■ **Work instruction**
Copy out each line featuring the string "floor" from the entries beneath.

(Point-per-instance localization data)
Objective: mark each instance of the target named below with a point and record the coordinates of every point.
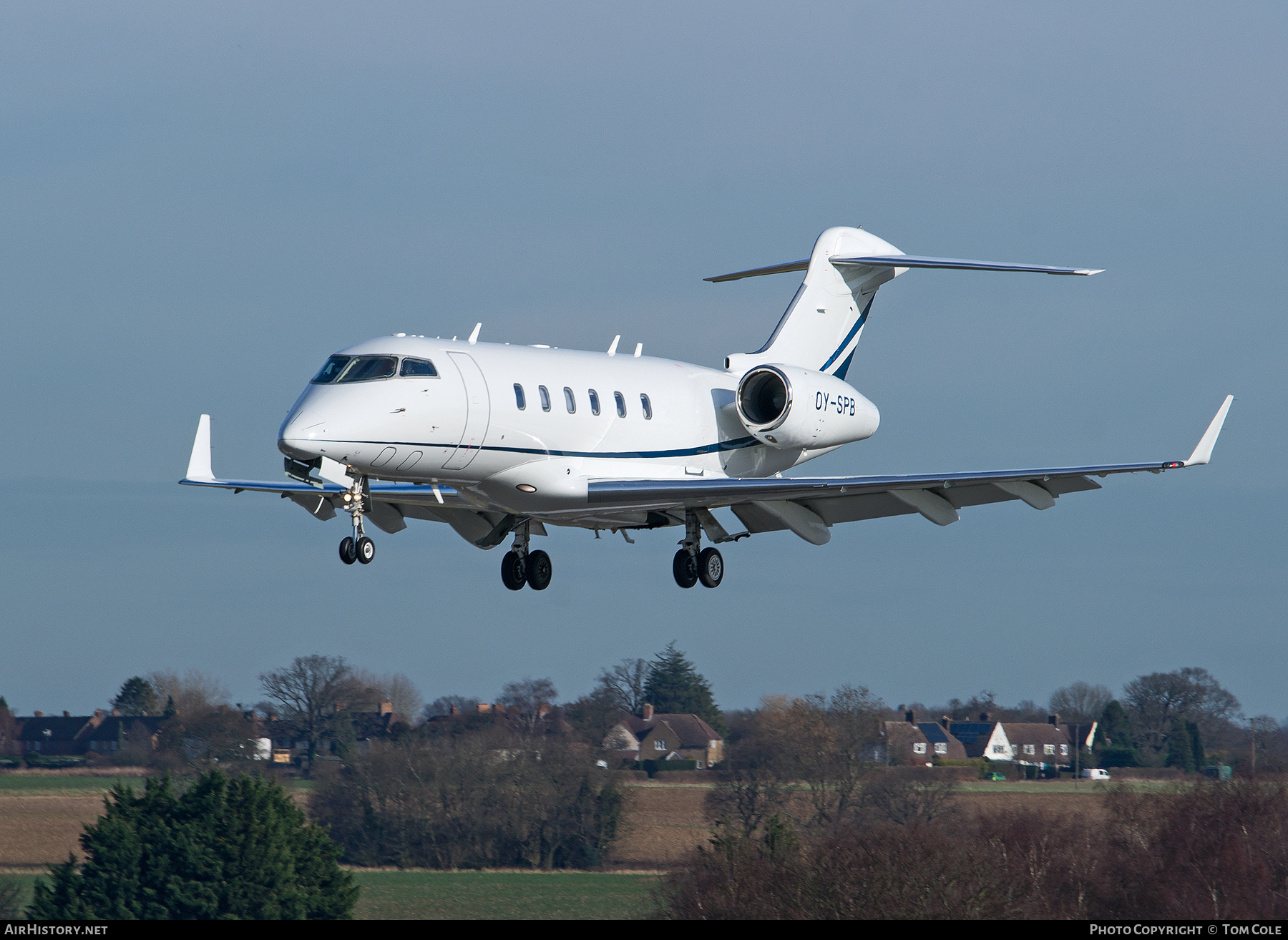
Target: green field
(486, 895)
(21, 785)
(504, 895)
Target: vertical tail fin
(824, 321)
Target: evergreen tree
(135, 697)
(1180, 748)
(227, 849)
(1197, 745)
(675, 687)
(1114, 740)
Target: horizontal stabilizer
(758, 272)
(951, 263)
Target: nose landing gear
(691, 566)
(357, 547)
(522, 567)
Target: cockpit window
(367, 367)
(333, 368)
(418, 367)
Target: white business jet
(500, 441)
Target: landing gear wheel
(710, 568)
(514, 573)
(684, 568)
(539, 571)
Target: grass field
(504, 895)
(486, 895)
(21, 785)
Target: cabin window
(365, 368)
(418, 367)
(331, 368)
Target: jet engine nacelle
(789, 407)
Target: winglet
(199, 464)
(1204, 452)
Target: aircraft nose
(299, 434)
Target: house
(79, 734)
(1046, 745)
(52, 735)
(919, 742)
(666, 737)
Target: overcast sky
(200, 202)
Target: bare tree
(1191, 695)
(528, 695)
(309, 692)
(1081, 702)
(624, 684)
(369, 689)
(192, 693)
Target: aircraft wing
(809, 505)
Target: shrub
(1212, 851)
(225, 849)
(479, 800)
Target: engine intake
(764, 398)
(789, 407)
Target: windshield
(331, 368)
(366, 367)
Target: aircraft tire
(710, 568)
(684, 568)
(513, 571)
(539, 571)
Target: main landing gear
(357, 547)
(522, 567)
(691, 566)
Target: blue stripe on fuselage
(737, 444)
(853, 333)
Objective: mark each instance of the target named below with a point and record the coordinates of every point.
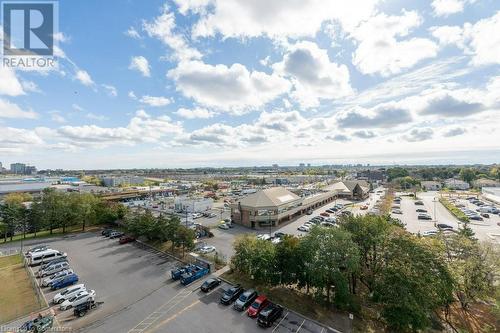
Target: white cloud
(142, 128)
(232, 88)
(196, 113)
(448, 7)
(279, 18)
(11, 110)
(111, 90)
(133, 33)
(163, 28)
(94, 116)
(380, 52)
(313, 75)
(9, 84)
(140, 64)
(57, 117)
(77, 107)
(84, 78)
(155, 101)
(418, 134)
(480, 40)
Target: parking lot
(484, 230)
(139, 295)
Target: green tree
(413, 282)
(467, 174)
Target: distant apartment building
(193, 205)
(456, 184)
(431, 185)
(124, 180)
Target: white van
(53, 269)
(41, 257)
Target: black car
(231, 294)
(245, 300)
(210, 284)
(269, 314)
(107, 232)
(116, 234)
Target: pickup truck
(194, 274)
(176, 273)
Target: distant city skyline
(241, 83)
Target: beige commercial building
(274, 206)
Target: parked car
(223, 226)
(116, 234)
(126, 239)
(231, 294)
(107, 232)
(207, 249)
(269, 314)
(443, 226)
(304, 228)
(68, 293)
(54, 262)
(80, 298)
(257, 305)
(210, 284)
(53, 269)
(35, 249)
(245, 300)
(48, 280)
(64, 282)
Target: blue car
(64, 282)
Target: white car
(304, 228)
(207, 249)
(47, 281)
(68, 293)
(264, 237)
(429, 233)
(80, 298)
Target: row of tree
(20, 213)
(370, 259)
(161, 229)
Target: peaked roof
(274, 196)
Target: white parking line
(280, 321)
(300, 326)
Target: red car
(260, 303)
(126, 239)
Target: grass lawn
(56, 232)
(17, 296)
(298, 302)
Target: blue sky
(233, 82)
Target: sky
(195, 83)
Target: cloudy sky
(234, 82)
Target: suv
(245, 300)
(231, 294)
(268, 315)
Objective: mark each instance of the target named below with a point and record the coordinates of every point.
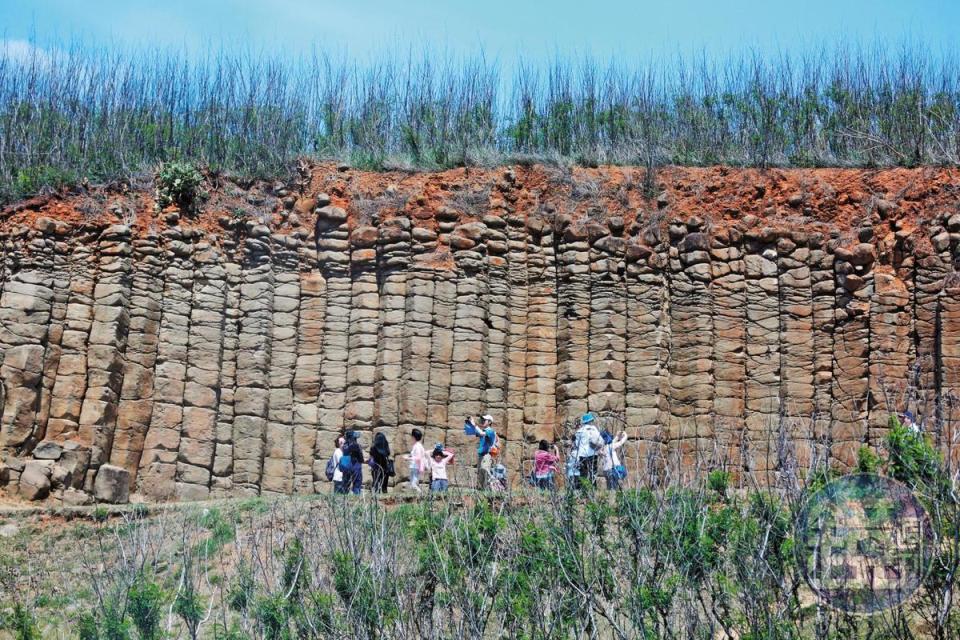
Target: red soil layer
(837, 200)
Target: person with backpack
(611, 466)
(545, 465)
(587, 446)
(487, 449)
(417, 458)
(572, 464)
(333, 467)
(381, 465)
(439, 460)
(351, 464)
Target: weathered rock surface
(181, 363)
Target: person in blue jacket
(486, 448)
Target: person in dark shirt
(380, 463)
(352, 449)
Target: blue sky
(506, 29)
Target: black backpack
(331, 467)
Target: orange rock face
(746, 318)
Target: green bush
(20, 622)
(146, 600)
(179, 184)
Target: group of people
(345, 467)
(592, 453)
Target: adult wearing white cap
(587, 446)
(486, 448)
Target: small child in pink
(545, 465)
(439, 460)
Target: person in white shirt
(418, 460)
(587, 446)
(337, 474)
(611, 460)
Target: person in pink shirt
(439, 460)
(545, 465)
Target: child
(612, 469)
(545, 465)
(418, 459)
(438, 469)
(573, 465)
(337, 473)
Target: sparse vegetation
(179, 183)
(710, 556)
(74, 113)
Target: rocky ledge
(721, 313)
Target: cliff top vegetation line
(74, 114)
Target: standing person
(573, 464)
(545, 465)
(380, 463)
(486, 448)
(438, 469)
(337, 473)
(417, 458)
(588, 445)
(613, 470)
(352, 472)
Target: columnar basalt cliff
(177, 355)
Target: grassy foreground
(70, 112)
(696, 560)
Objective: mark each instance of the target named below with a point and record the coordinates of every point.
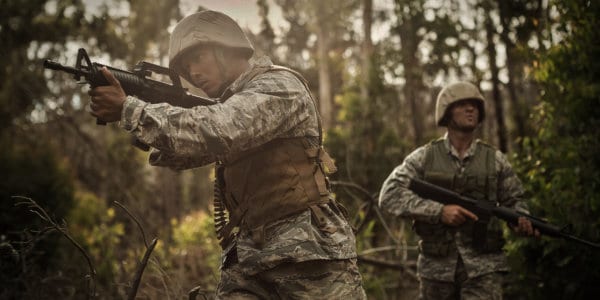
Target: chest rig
(269, 182)
(476, 178)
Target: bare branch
(39, 211)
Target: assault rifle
(135, 83)
(485, 209)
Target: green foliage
(191, 258)
(559, 166)
(34, 172)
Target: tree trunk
(497, 99)
(517, 107)
(367, 49)
(413, 76)
(325, 98)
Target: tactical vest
(476, 179)
(267, 183)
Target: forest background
(375, 66)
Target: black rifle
(134, 83)
(485, 209)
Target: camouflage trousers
(318, 279)
(484, 287)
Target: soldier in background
(284, 236)
(460, 256)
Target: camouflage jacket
(397, 199)
(271, 105)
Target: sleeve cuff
(131, 113)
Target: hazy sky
(245, 12)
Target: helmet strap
(223, 70)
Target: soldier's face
(203, 70)
(465, 115)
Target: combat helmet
(453, 93)
(206, 27)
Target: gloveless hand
(107, 101)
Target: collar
(257, 65)
(451, 150)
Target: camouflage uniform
(298, 256)
(472, 271)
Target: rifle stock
(436, 193)
(135, 83)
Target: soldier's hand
(455, 215)
(107, 101)
(524, 228)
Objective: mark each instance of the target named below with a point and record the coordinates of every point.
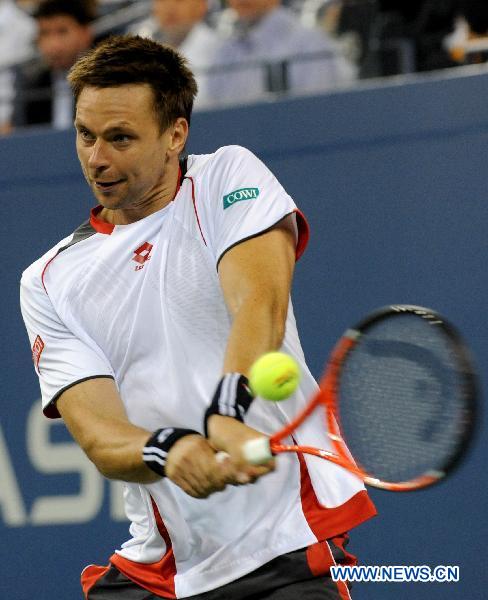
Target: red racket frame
(327, 398)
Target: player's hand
(192, 465)
(229, 435)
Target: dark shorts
(300, 574)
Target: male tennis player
(144, 323)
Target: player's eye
(85, 135)
(121, 138)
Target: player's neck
(155, 200)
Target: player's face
(123, 154)
(61, 39)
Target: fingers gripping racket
(398, 394)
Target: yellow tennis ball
(274, 376)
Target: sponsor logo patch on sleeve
(37, 349)
(239, 195)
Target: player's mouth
(108, 186)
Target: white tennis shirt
(142, 303)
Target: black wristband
(232, 398)
(159, 444)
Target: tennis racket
(398, 394)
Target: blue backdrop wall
(393, 180)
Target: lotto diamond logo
(37, 349)
(141, 255)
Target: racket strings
(401, 398)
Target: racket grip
(257, 451)
(221, 456)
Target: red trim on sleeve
(98, 224)
(303, 233)
(44, 271)
(90, 576)
(326, 522)
(158, 577)
(195, 208)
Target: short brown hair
(124, 59)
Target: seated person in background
(43, 95)
(297, 58)
(17, 31)
(468, 44)
(181, 25)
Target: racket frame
(328, 394)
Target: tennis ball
(274, 376)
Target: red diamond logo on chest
(141, 255)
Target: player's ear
(179, 135)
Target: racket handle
(257, 451)
(221, 456)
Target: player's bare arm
(256, 278)
(95, 416)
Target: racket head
(402, 389)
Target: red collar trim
(98, 224)
(107, 228)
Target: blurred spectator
(409, 36)
(17, 31)
(266, 49)
(468, 43)
(64, 33)
(181, 24)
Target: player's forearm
(258, 327)
(118, 455)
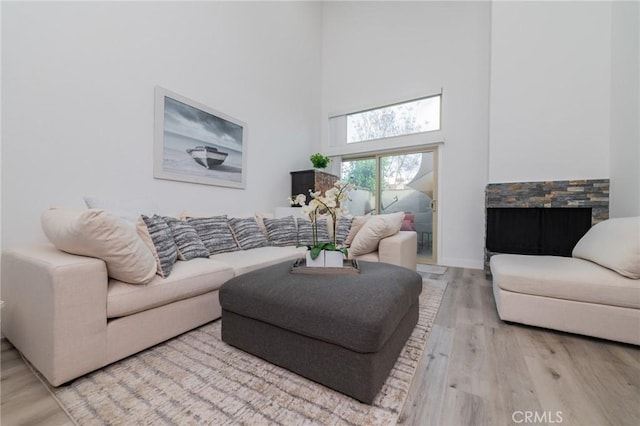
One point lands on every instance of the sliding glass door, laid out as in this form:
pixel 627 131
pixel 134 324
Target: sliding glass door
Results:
pixel 398 182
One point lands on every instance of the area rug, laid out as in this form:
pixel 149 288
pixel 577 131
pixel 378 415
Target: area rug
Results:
pixel 432 269
pixel 196 378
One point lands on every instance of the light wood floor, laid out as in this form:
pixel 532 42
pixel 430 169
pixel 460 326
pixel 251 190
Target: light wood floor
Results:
pixel 476 370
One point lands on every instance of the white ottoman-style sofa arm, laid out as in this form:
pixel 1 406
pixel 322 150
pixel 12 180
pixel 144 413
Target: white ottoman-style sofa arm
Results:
pixel 400 249
pixel 55 310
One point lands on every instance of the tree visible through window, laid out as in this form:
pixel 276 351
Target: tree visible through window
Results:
pixel 421 115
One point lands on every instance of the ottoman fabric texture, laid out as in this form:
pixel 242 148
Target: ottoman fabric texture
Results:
pixel 359 312
pixel 344 331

■ **Exercise result**
One point lands on every instance of the light wood floor, laid out as in this form:
Target: light wood floor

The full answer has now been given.